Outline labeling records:
● ● ● ● ●
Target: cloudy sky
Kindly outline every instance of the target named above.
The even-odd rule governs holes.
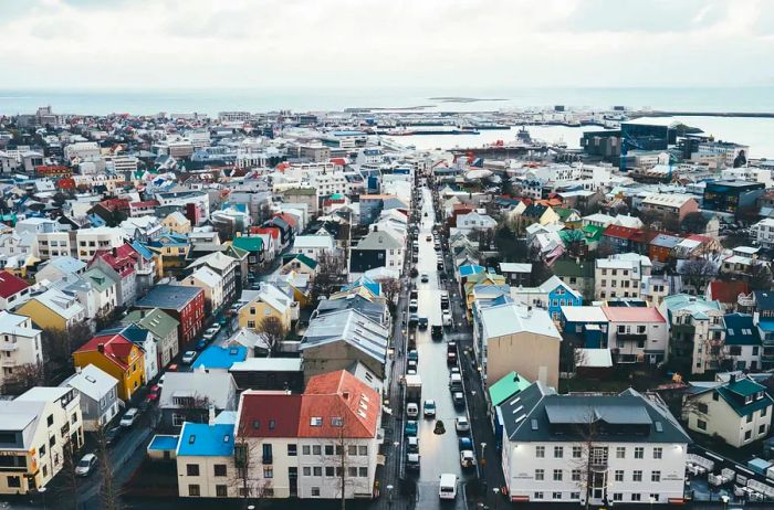
[[[0,87],[774,85],[768,0],[0,0]]]

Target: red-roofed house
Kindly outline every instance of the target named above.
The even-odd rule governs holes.
[[[94,337],[73,352],[75,366],[90,364],[118,380],[118,397],[128,401],[145,384],[145,353],[121,334]]]
[[[669,328],[655,307],[603,307],[609,320],[608,344],[616,363],[666,361]]]
[[[30,284],[7,270],[0,270],[0,310],[8,310],[30,298]]]
[[[720,301],[726,310],[733,310],[740,295],[750,295],[746,281],[710,281],[707,286],[707,300]]]
[[[344,370],[312,376],[303,395],[242,393],[234,459],[263,466],[249,480],[252,493],[335,499],[344,479],[347,498],[372,498],[380,405],[376,391]]]

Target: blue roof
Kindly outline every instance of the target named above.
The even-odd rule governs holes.
[[[194,362],[194,368],[205,369],[230,369],[238,361],[244,361],[248,358],[248,348],[238,347],[220,347],[210,346],[205,349],[199,358]]]
[[[148,449],[157,450],[168,450],[177,449],[177,443],[180,440],[180,436],[168,436],[158,434],[154,436],[153,440],[148,445]]]
[[[177,455],[191,457],[224,457],[233,455],[233,425],[206,423],[182,424]]]
[[[483,273],[483,272],[484,272],[483,266],[473,266],[470,264],[466,264],[464,266],[460,266],[460,276],[478,275],[479,273]]]

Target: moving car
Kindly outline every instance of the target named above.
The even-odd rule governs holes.
[[[416,418],[419,416],[419,406],[414,402],[406,405],[406,416],[409,418]]]
[[[122,427],[130,427],[135,424],[138,416],[139,410],[137,407],[132,407],[124,414],[124,416],[122,416],[121,422],[118,422],[118,425],[121,425]]]
[[[425,417],[432,417],[436,415],[436,401],[432,399],[426,400],[422,407],[425,410]]]
[[[466,416],[457,416],[457,419],[454,419],[454,428],[457,429],[457,434],[469,433],[470,422],[468,422]]]
[[[86,454],[75,465],[76,477],[87,477],[96,469],[96,455]]]

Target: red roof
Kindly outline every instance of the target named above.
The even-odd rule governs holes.
[[[17,275],[9,273],[7,270],[0,270],[0,297],[8,299],[14,294],[19,294],[30,284],[19,278]]]
[[[98,351],[101,343],[104,346],[105,358],[121,366],[123,370],[127,370],[129,368],[129,353],[135,344],[121,334],[104,334],[102,337],[94,337],[75,352]]]
[[[297,437],[301,395],[247,391],[240,403],[240,437]],[[272,423],[274,422],[274,423]]]
[[[653,307],[602,307],[610,322],[666,322]]]
[[[720,302],[736,302],[740,294],[750,294],[746,281],[710,281],[709,299]]]

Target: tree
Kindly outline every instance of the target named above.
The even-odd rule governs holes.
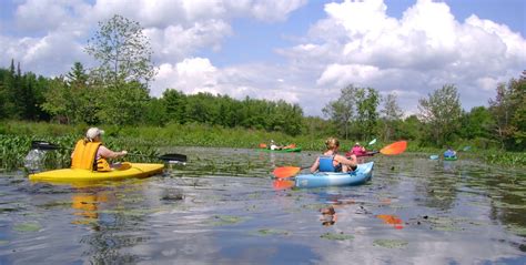
[[[495,119],[495,132],[503,149],[526,149],[526,71],[520,79],[497,86],[489,110]]]
[[[107,124],[138,124],[142,121],[143,110],[150,95],[139,82],[122,83],[119,89],[97,88],[101,100],[98,101],[97,118]]]
[[[445,145],[459,128],[462,114],[461,100],[453,84],[445,84],[418,101],[418,116],[427,125],[429,140]]]
[[[341,90],[340,98],[328,102],[322,110],[325,116],[328,116],[338,128],[344,129],[345,140],[348,139],[351,121],[354,114],[357,89],[354,85],[347,85]]]
[[[390,141],[395,134],[396,124],[402,120],[404,112],[396,102],[396,94],[390,93],[384,99],[384,109],[381,111],[384,120],[384,141]]]
[[[378,92],[372,88],[357,89],[355,93],[356,101],[356,135],[357,139],[370,139],[374,134],[378,113],[376,108],[380,104]]]
[[[115,14],[99,27],[85,48],[100,62],[94,77],[113,88],[132,81],[148,84],[155,75],[153,52],[139,22]]]
[[[42,108],[63,123],[98,123],[101,95],[97,88],[88,84],[88,74],[80,62],[75,62],[64,77],[55,78],[44,93]]]

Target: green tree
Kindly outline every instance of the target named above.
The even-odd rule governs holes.
[[[44,93],[42,109],[57,120],[68,124],[95,124],[100,92],[88,84],[88,74],[80,62],[75,62],[64,77],[54,79]]]
[[[382,109],[382,120],[384,122],[384,141],[393,140],[397,126],[404,115],[404,112],[398,106],[396,94],[390,93],[384,99],[384,109]]]
[[[355,109],[354,96],[356,93],[357,88],[354,88],[352,84],[347,85],[341,90],[337,100],[328,102],[322,110],[323,114],[328,116],[338,129],[343,128],[345,140],[348,139],[350,126]]]
[[[437,145],[445,145],[459,129],[461,100],[453,84],[445,84],[418,101],[419,119],[426,124],[427,135]]]
[[[378,92],[372,88],[360,88],[355,94],[357,139],[371,139],[378,121],[376,108],[380,104]]]
[[[99,22],[99,27],[85,48],[100,63],[93,75],[113,88],[132,81],[148,84],[155,75],[155,68],[150,41],[139,22],[115,14]]]
[[[485,106],[475,106],[462,116],[461,136],[467,140],[492,139],[495,120]]]
[[[97,118],[107,124],[138,124],[143,120],[143,110],[150,95],[139,82],[122,83],[119,89],[97,88],[101,96]]]

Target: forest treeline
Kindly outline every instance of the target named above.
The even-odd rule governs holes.
[[[488,106],[469,111],[462,109],[455,84],[444,84],[421,99],[413,115],[402,111],[396,94],[381,95],[374,88],[350,84],[326,103],[324,118],[317,118],[305,116],[299,104],[285,101],[184,94],[176,88],[150,96],[149,83],[156,71],[152,50],[140,24],[121,16],[100,22],[85,52],[98,67],[88,70],[72,62],[69,72],[55,78],[23,72],[16,60],[0,68],[0,120],[131,126],[198,123],[312,139],[405,139],[418,146],[468,142],[481,149],[526,150],[526,71],[498,84]]]
[[[305,116],[297,104],[229,95],[184,94],[169,89],[152,98],[144,85],[121,88],[91,84],[81,63],[62,77],[22,73],[11,62],[0,69],[0,119],[63,124],[158,125],[202,123],[246,128],[290,135],[384,141],[406,139],[421,146],[469,142],[478,147],[525,151],[526,72],[496,88],[489,106],[463,111],[455,85],[435,90],[405,116],[396,95],[380,96],[372,88],[348,85],[323,109],[325,118]]]

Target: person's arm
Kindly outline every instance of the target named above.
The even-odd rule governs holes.
[[[113,152],[109,150],[107,146],[101,145],[99,147],[99,154],[104,159],[117,159],[117,157],[127,155],[128,151],[123,150],[121,152]]]
[[[314,161],[314,163],[311,165],[311,173],[316,172],[318,167],[320,167],[320,157],[317,157],[316,161]]]
[[[345,156],[338,154],[334,157],[334,160],[342,163],[342,164],[344,164],[344,165],[350,165],[352,167],[354,167],[358,164],[357,161],[356,161],[356,155],[354,155],[354,154],[351,155],[351,157],[348,160]]]

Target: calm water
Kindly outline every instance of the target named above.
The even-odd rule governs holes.
[[[0,173],[0,264],[526,263],[520,171],[377,155],[365,185],[276,191],[315,154],[166,152],[190,163],[89,187]]]

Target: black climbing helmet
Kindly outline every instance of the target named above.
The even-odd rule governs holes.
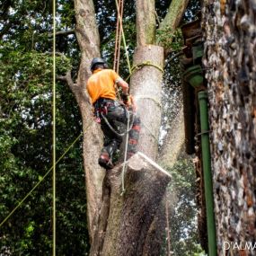
[[[93,71],[94,66],[95,66],[95,65],[98,65],[98,64],[102,64],[104,66],[104,68],[106,68],[106,66],[107,66],[107,64],[106,64],[106,62],[104,61],[103,58],[102,58],[102,57],[94,57],[92,60],[92,63],[91,63],[91,66],[90,66],[91,71]]]

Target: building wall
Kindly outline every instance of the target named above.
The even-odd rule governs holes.
[[[256,1],[202,14],[218,255],[256,255]]]

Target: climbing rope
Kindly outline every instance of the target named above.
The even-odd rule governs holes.
[[[122,32],[122,20],[123,20],[123,7],[124,1],[119,0],[118,10],[120,13],[120,19],[117,19],[117,30],[115,40],[115,54],[114,54],[114,65],[113,69],[119,73],[119,58],[120,58],[120,43],[121,43],[121,32]]]
[[[56,0],[53,0],[53,84],[52,84],[52,255],[56,255]]]
[[[118,13],[118,19],[119,19],[119,23],[120,23],[120,31],[121,31],[121,35],[122,35],[122,40],[123,40],[123,45],[124,45],[124,49],[125,49],[125,53],[126,53],[126,58],[127,58],[127,63],[128,63],[128,71],[129,71],[129,73],[131,73],[131,66],[130,66],[130,62],[129,62],[129,57],[128,57],[128,48],[127,48],[127,43],[126,43],[126,38],[125,38],[125,33],[124,33],[124,31],[123,31],[123,26],[122,26],[122,19],[121,19],[120,13],[119,13],[119,4],[118,3],[118,0],[115,0],[115,2],[116,2],[117,13]]]

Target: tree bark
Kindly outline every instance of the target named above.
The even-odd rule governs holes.
[[[146,240],[171,176],[137,153],[128,162],[121,196],[121,170],[119,165],[106,174],[99,229],[90,256],[148,255]]]
[[[136,1],[137,45],[154,44],[155,38],[154,0]]]
[[[138,47],[134,53],[134,66],[148,63],[163,67],[163,49],[147,45]],[[158,151],[159,128],[161,125],[161,93],[163,72],[155,66],[145,65],[135,70],[130,80],[130,93],[135,97],[142,128],[138,150],[155,160]]]
[[[256,4],[204,2],[217,255],[255,255]]]
[[[75,0],[75,35],[82,52],[76,90],[72,90],[78,102],[83,120],[83,157],[85,172],[88,230],[93,236],[94,221],[102,199],[102,184],[104,170],[98,164],[98,154],[102,146],[102,135],[99,125],[93,119],[92,107],[86,93],[86,82],[91,75],[90,64],[100,57],[100,37],[96,25],[94,5],[92,0]],[[77,89],[79,88],[79,89]]]
[[[154,218],[157,216],[157,212],[161,214],[160,202],[170,177],[167,173],[159,172],[159,166],[155,166],[148,159],[145,160],[146,157],[138,153],[128,161],[125,176],[127,190],[123,197],[119,195],[121,167],[107,172],[103,181],[105,170],[97,163],[102,146],[102,136],[100,127],[93,122],[85,90],[86,81],[91,75],[90,63],[93,57],[100,57],[99,31],[93,0],[75,0],[75,34],[82,58],[77,83],[71,89],[80,107],[85,135],[83,156],[88,227],[92,240],[90,255],[153,255],[150,254],[152,234],[156,230],[155,227],[158,228],[155,225],[157,217],[154,221]],[[137,22],[141,40],[137,40],[134,66],[142,63],[144,65],[132,75],[131,93],[135,96],[137,112],[142,119],[138,149],[155,160],[161,125],[161,69],[163,68],[163,49],[148,44],[154,41],[154,1],[137,1],[137,21],[141,19],[142,22]],[[159,241],[157,246],[159,250]]]

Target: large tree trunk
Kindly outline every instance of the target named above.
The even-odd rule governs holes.
[[[203,10],[217,254],[255,255],[256,4],[205,1]]]
[[[86,81],[91,74],[90,64],[94,57],[100,56],[100,38],[95,20],[93,2],[92,0],[75,0],[75,35],[82,52],[75,95],[83,120],[84,143],[83,157],[86,181],[87,216],[89,234],[92,238],[95,229],[102,200],[102,184],[104,170],[98,164],[98,154],[102,146],[102,135],[100,127],[93,121],[89,97],[86,93]],[[73,86],[74,87],[74,86]]]
[[[154,45],[138,47],[135,50],[133,63],[134,66],[148,63],[163,69],[163,49]],[[155,159],[161,125],[163,73],[149,65],[146,64],[135,71],[130,80],[130,92],[135,97],[137,114],[141,119],[138,150]]]
[[[137,153],[128,163],[121,195],[121,171],[122,165],[106,174],[91,256],[148,255],[146,240],[171,176]]]

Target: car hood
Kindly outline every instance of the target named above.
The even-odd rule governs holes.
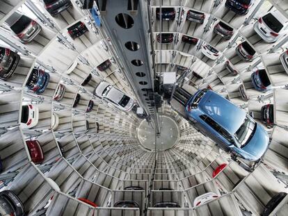
[[[251,159],[253,160],[258,160],[265,153],[269,144],[269,136],[264,128],[257,124],[256,131],[249,141],[241,149],[251,155]]]
[[[99,96],[99,97],[102,97],[102,93],[104,90],[110,84],[108,83],[107,82],[101,82],[95,88],[95,93]]]
[[[234,134],[243,124],[246,113],[223,97],[207,91],[198,106],[215,122]]]
[[[123,92],[118,90],[115,88],[112,88],[112,89],[109,91],[107,96],[106,97],[110,99],[111,100],[113,101],[114,102],[118,103],[118,102],[121,100],[123,97]]]

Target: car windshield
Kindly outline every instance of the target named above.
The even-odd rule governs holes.
[[[245,147],[245,145],[248,143],[255,128],[256,126],[254,120],[249,116],[246,115],[244,122],[234,134],[236,140],[239,143],[241,148]]]
[[[10,28],[15,34],[19,34],[30,24],[31,21],[29,17],[22,15]]]
[[[119,101],[119,104],[122,107],[125,107],[128,104],[129,101],[130,101],[130,98],[128,96],[123,95],[123,97]]]
[[[233,28],[231,28],[230,26],[226,25],[224,22],[219,22],[218,24],[219,24],[220,26],[221,26],[222,28],[225,28],[225,29],[226,29],[227,31],[233,31]]]
[[[267,26],[275,32],[278,33],[283,28],[283,25],[271,13],[264,16],[262,19]]]
[[[103,92],[102,92],[102,96],[106,96],[108,94],[108,93],[109,92],[109,91],[111,90],[112,86],[111,86],[110,85],[108,85],[106,88],[105,88],[105,89],[104,90]]]
[[[209,51],[211,51],[212,53],[218,53],[218,50],[214,48],[213,47],[210,46],[209,44],[206,44],[206,47],[208,48]]]
[[[21,122],[26,123],[29,116],[29,108],[28,106],[22,106],[22,113],[21,115]]]
[[[259,70],[259,76],[260,77],[261,82],[265,87],[267,87],[271,84],[271,83],[270,83],[267,73],[264,69]]]
[[[243,48],[244,48],[249,55],[253,56],[255,53],[256,51],[246,41],[244,41],[241,44]]]

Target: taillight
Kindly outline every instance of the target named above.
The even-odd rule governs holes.
[[[32,119],[29,119],[27,122],[27,125],[30,125],[32,123]]]
[[[34,86],[32,89],[33,91],[35,92],[40,88],[39,86]]]
[[[261,88],[266,90],[266,86],[264,86],[263,84],[261,84]]]
[[[249,5],[246,5],[246,4],[243,4],[242,5],[242,7],[244,8],[245,9],[249,8],[249,6],[250,6]]]
[[[45,8],[48,9],[48,8],[52,8],[53,4],[49,4],[49,5],[45,5]]]
[[[278,34],[278,33],[273,33],[273,32],[271,32],[270,33],[270,34],[272,35],[272,36],[274,36],[274,37],[277,37],[278,35],[279,35],[279,34]]]
[[[24,37],[24,33],[19,33],[17,35],[18,36],[19,38],[22,38]]]

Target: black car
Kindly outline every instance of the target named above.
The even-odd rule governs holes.
[[[7,80],[13,75],[20,56],[10,49],[0,47],[0,78]]]
[[[90,74],[87,78],[83,81],[83,83],[81,84],[81,85],[84,86],[86,85],[88,83],[89,83],[89,81],[91,80],[92,78],[92,75],[91,74]]]
[[[79,103],[80,101],[80,94],[78,94],[76,95],[75,99],[74,100],[74,103],[73,103],[73,108],[75,108],[77,106],[78,103]]]
[[[139,186],[129,186],[124,188],[128,190],[144,190],[143,188]]]
[[[215,33],[226,40],[231,39],[233,35],[233,28],[231,28],[223,22],[219,22],[214,26],[214,31]]]
[[[256,51],[247,41],[244,41],[236,47],[236,53],[243,60],[250,62],[253,60]]]
[[[267,128],[273,127],[274,124],[274,106],[273,104],[266,104],[261,108],[261,119]]]
[[[12,190],[0,192],[0,215],[25,215],[22,203]]]
[[[154,208],[181,208],[178,203],[175,201],[160,201],[153,206]]]
[[[135,201],[122,200],[114,203],[114,207],[118,208],[139,208],[139,204]]]
[[[161,38],[160,38],[160,35]],[[157,42],[162,44],[170,44],[173,42],[174,35],[173,33],[162,33],[157,34]]]
[[[70,0],[43,0],[49,13],[54,16],[72,6]]]
[[[205,19],[205,14],[196,10],[188,10],[186,19],[200,24],[203,24]]]
[[[190,44],[196,44],[198,42],[198,39],[196,38],[189,37],[187,35],[183,35],[182,41],[184,43],[188,43]]]
[[[91,112],[92,109],[93,108],[93,106],[94,106],[94,101],[93,100],[90,100],[88,103],[88,106],[87,106],[87,108],[86,108],[86,113]]]
[[[176,17],[176,11],[174,8],[162,8],[162,20],[174,20]],[[160,19],[160,8],[156,8],[156,17]]]
[[[243,15],[248,13],[253,0],[227,0],[225,6],[237,14]]]
[[[110,61],[110,60],[107,59],[106,61],[104,61],[103,63],[101,63],[100,65],[99,65],[97,68],[100,71],[100,72],[104,72],[104,70],[107,69],[110,66],[112,65],[111,62]]]
[[[81,21],[74,24],[73,26],[71,26],[67,28],[67,30],[68,30],[68,33],[72,39],[80,37],[88,31],[88,29],[85,24]]]
[[[268,203],[265,206],[262,212],[262,216],[270,215],[270,213],[277,207],[277,206],[283,200],[287,194],[285,192],[280,192],[270,199]]]

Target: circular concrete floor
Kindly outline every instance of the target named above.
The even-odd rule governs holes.
[[[176,122],[166,115],[159,115],[161,134],[157,139],[156,149],[165,150],[172,147],[178,140],[179,131]],[[155,149],[155,129],[143,119],[138,128],[138,138],[144,147]]]

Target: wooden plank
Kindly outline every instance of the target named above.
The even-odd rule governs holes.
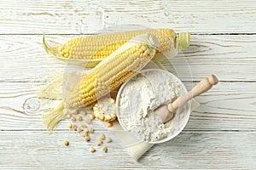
● ● ● ● ●
#### EXERCISE REQUIREMENTS:
Select every line in the material above that contains the word "black".

#### CORRECT ANSWER:
Target: black climbing helmet
Target: black car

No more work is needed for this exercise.